Work required: Render this sentence from the blog post about a textbook reading passage into Spanish: "Then I laughed quite hard, and the boy ended up learning a new word: sexism."

Document section:
▼

Monday, May 28, 2007

Irrational Women


While walking around helping students today in my third year writing class, a boy grabbed my arm and asked me to explain a sentence from a reading sample in his textbook. I stopped, leaned in and took a look at the sentence he was pointing at:

"It is a mistake for him to use cold reasoning to overcome anything which he cannot understand in his wife."

I did a double-take, and went back and read the entire passage. Then I laughed quite hard, and the boy ended up learning a new word: sexism.

Take a look at the essay the kids in this 3rd year writing class - along with all the other 400 students in their grade, not to mention how many other schools who happen to use the same text - are reading. It's reprinted in the book after appearing on an entrance exam for Tohoku University; there's no further information to know to whom to give credit for these pearls of wisdom. To me, it sounds like something they took out of an issue of Good Housekeeping from the 50's, or some chapter on marriage from a very old life-education textbook, but it could very well have been invented out of whole cloth. What's perhaps even more amusing than the students at my school and others studying this passage, is that since it appeared on an entrance exam, past students were actually tested on this; every applicant to Tohoku that year would have had to read and answer questions on this in order to pass the exam. To take that concept a little farther: current students of Tohoku University have all certified their comprehension and assimilation of the ideas contained in this passage by very virtue of being students at the university.

And people in the US complain about biases in SAT questions!

Anyhow, it's good to see that students studying English here are being given entirely new ways to see the world (and women's proper place in it), and being equipped with the language abilities necessary to really succeed in the future (at putting women in that place).

5 comments:

Anonymous said...

I think the issue with bias in SAT questions is that certain items are unidentifiable by certain races.

For example, if you show a white student a picture of a tea cup, they will tell you it is a tea cup.

▲

Extracted information:
▼

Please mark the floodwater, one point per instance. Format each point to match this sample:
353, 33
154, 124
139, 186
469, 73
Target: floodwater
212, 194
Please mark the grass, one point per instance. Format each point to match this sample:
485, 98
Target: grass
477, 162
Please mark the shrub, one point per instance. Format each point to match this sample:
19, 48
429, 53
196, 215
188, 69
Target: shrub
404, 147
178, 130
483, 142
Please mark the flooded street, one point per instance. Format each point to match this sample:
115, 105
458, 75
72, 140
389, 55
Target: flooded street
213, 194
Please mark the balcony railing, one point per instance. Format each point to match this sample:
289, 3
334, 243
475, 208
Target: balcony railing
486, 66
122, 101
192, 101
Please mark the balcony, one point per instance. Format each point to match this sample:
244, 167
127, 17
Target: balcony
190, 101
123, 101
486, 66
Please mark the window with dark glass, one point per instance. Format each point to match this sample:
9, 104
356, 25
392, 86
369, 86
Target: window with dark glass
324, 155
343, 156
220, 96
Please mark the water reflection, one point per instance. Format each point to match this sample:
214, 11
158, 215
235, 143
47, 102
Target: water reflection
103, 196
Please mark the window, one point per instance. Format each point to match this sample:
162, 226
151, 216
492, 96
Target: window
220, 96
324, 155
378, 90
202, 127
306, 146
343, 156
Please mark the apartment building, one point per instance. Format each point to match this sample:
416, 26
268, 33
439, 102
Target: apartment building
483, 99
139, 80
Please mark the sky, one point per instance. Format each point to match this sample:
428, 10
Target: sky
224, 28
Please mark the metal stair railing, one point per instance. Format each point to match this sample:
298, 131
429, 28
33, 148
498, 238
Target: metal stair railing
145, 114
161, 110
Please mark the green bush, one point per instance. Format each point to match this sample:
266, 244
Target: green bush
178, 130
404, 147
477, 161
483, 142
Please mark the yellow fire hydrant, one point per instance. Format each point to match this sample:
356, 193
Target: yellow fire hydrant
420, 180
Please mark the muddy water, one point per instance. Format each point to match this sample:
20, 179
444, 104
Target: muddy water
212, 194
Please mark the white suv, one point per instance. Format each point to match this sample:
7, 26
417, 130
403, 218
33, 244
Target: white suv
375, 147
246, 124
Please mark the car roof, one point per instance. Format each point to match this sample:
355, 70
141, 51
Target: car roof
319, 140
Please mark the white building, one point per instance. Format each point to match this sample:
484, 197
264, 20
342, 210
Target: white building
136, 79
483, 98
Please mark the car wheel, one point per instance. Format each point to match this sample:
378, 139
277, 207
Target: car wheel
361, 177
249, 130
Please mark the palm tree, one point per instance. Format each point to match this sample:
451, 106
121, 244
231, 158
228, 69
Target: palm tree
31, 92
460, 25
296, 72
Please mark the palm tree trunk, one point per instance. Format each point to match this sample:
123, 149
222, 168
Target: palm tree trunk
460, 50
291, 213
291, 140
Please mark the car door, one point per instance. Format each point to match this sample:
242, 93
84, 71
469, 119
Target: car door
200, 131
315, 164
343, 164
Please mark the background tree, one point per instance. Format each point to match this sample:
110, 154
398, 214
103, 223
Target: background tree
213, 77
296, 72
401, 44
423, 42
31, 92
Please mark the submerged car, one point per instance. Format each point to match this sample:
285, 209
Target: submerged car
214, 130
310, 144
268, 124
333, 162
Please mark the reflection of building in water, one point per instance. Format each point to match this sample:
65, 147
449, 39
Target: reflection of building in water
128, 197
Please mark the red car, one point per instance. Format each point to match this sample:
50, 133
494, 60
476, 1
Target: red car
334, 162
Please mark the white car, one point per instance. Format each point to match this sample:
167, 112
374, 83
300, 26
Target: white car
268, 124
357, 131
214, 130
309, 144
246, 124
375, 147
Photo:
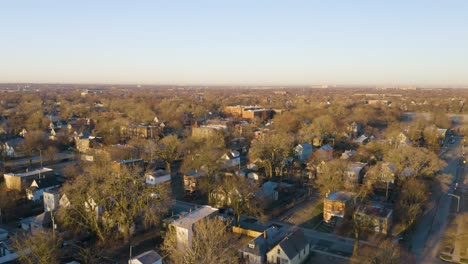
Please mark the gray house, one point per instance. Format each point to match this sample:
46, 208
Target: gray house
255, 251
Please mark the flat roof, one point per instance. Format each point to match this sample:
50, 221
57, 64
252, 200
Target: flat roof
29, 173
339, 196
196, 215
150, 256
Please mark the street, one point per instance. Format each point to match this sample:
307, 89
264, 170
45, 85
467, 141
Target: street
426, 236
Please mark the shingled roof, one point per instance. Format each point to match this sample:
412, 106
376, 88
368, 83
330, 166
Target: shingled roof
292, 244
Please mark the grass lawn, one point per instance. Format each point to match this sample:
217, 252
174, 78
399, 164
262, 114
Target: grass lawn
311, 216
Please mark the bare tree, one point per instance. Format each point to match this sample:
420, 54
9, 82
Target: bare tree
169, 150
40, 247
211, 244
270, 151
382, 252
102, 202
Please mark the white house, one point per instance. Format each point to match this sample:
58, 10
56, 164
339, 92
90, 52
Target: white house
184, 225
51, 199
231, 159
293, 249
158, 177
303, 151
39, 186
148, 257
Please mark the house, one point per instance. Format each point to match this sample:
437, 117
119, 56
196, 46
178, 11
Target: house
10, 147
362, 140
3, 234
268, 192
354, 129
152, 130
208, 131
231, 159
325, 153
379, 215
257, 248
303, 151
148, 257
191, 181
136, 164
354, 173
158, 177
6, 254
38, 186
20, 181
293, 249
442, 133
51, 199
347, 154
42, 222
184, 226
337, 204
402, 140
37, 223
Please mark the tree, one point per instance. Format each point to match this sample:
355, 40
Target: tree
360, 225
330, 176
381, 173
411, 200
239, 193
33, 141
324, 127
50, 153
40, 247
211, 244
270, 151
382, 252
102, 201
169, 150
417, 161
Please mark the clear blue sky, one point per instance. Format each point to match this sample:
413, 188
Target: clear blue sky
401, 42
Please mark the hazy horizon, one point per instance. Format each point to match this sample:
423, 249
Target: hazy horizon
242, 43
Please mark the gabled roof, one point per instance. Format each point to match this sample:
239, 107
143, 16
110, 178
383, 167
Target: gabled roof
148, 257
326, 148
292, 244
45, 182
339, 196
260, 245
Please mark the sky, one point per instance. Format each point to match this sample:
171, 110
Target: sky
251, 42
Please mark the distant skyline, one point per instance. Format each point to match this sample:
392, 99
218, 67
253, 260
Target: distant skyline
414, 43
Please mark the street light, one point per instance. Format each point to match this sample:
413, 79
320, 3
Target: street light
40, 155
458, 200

▲
▼

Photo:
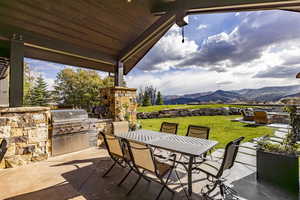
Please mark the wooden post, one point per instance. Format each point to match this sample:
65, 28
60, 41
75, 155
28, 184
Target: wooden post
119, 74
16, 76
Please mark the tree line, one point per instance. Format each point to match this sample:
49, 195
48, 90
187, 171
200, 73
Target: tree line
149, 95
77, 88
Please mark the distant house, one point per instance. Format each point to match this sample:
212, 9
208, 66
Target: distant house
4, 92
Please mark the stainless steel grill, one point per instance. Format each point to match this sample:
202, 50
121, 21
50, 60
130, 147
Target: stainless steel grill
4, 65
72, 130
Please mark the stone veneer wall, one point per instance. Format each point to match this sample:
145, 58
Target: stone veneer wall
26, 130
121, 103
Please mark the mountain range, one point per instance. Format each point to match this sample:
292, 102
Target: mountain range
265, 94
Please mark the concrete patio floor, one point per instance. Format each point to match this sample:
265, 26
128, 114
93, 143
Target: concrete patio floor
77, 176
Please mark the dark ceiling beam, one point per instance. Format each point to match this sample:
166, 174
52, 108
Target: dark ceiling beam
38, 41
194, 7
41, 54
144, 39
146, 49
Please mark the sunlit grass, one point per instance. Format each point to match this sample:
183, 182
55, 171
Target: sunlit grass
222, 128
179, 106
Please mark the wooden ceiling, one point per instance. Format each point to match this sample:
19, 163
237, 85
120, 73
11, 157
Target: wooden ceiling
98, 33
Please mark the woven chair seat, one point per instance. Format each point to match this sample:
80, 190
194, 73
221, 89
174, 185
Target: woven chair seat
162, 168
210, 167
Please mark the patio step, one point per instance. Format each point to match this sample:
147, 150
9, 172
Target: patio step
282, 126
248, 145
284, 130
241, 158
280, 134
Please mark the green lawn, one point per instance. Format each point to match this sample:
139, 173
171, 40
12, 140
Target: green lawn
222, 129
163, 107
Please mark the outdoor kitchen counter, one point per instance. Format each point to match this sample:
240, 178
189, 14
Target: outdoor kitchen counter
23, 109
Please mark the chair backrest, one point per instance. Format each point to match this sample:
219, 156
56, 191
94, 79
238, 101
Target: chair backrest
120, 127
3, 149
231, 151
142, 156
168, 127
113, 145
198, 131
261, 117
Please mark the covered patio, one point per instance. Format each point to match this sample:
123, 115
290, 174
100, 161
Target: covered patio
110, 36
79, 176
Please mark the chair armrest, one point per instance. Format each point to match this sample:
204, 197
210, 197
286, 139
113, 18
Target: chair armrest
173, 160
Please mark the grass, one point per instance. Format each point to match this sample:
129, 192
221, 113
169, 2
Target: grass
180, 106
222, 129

▲
▼

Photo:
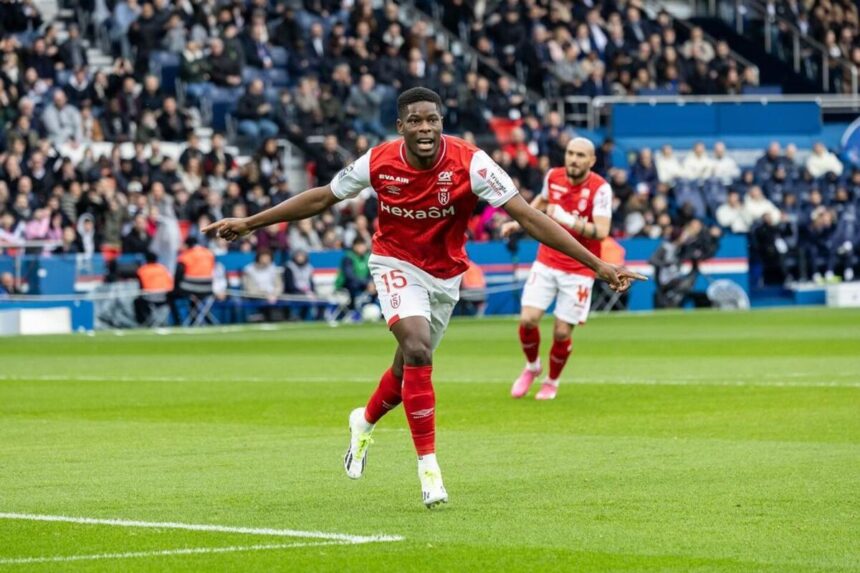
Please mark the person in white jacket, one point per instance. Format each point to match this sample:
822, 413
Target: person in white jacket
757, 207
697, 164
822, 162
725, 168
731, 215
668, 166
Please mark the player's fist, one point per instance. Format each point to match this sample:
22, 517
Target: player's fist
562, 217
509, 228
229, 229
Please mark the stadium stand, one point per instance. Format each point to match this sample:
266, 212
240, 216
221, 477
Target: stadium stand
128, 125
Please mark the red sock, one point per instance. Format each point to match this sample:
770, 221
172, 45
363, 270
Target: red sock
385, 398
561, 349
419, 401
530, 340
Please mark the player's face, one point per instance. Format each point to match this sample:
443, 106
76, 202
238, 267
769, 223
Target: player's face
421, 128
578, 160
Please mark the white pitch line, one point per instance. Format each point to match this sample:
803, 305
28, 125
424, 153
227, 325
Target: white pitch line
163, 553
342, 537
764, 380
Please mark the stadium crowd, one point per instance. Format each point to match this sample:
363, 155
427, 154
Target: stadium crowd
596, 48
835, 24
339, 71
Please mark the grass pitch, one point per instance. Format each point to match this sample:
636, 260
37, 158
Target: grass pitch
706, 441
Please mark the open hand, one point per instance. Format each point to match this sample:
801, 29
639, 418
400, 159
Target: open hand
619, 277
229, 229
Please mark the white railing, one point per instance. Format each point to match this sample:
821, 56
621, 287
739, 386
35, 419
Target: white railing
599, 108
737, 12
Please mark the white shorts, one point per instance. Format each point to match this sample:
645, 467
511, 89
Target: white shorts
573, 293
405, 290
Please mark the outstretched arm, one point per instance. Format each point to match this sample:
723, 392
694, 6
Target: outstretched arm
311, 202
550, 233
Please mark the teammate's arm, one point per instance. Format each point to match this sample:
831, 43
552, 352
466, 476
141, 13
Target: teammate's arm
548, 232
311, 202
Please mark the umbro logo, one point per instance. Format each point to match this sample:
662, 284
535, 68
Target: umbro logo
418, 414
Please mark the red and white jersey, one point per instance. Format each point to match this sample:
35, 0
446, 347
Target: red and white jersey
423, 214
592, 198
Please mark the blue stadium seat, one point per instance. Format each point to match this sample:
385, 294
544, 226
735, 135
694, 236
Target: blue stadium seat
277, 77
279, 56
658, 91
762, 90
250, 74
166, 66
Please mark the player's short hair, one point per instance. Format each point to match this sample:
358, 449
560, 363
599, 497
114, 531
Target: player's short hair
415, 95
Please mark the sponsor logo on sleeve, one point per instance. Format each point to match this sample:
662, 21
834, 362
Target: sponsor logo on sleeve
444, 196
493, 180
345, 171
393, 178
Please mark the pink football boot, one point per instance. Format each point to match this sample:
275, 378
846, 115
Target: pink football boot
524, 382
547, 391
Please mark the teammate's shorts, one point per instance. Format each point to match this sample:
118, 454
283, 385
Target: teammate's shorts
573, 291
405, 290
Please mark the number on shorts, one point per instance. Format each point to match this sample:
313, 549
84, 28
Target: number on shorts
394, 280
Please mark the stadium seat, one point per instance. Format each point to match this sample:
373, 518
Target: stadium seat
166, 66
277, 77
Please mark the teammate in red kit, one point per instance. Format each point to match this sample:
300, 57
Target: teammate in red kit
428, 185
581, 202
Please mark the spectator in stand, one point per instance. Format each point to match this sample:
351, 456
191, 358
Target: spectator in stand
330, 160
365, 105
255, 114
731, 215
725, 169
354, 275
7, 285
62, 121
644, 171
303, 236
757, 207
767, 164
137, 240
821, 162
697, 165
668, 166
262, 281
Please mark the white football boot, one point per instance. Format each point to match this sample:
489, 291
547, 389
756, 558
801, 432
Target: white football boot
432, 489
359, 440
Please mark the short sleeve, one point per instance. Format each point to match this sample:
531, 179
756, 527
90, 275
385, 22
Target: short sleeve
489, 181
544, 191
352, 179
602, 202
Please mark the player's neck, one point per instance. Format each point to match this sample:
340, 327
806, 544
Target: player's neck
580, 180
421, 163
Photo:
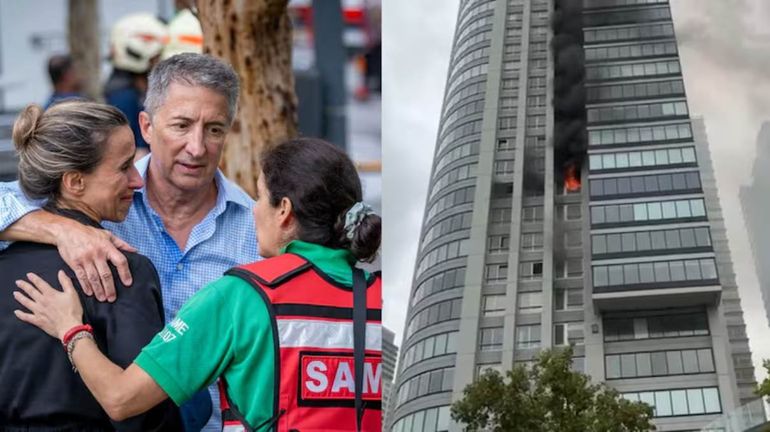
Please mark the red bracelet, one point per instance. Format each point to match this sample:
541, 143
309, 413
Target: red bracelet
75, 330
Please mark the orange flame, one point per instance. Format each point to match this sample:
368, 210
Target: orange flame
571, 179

▲

Response: Luego me reí con muchas ganas, y el chico terminó aprendiendo una palabra nueva: sexismo.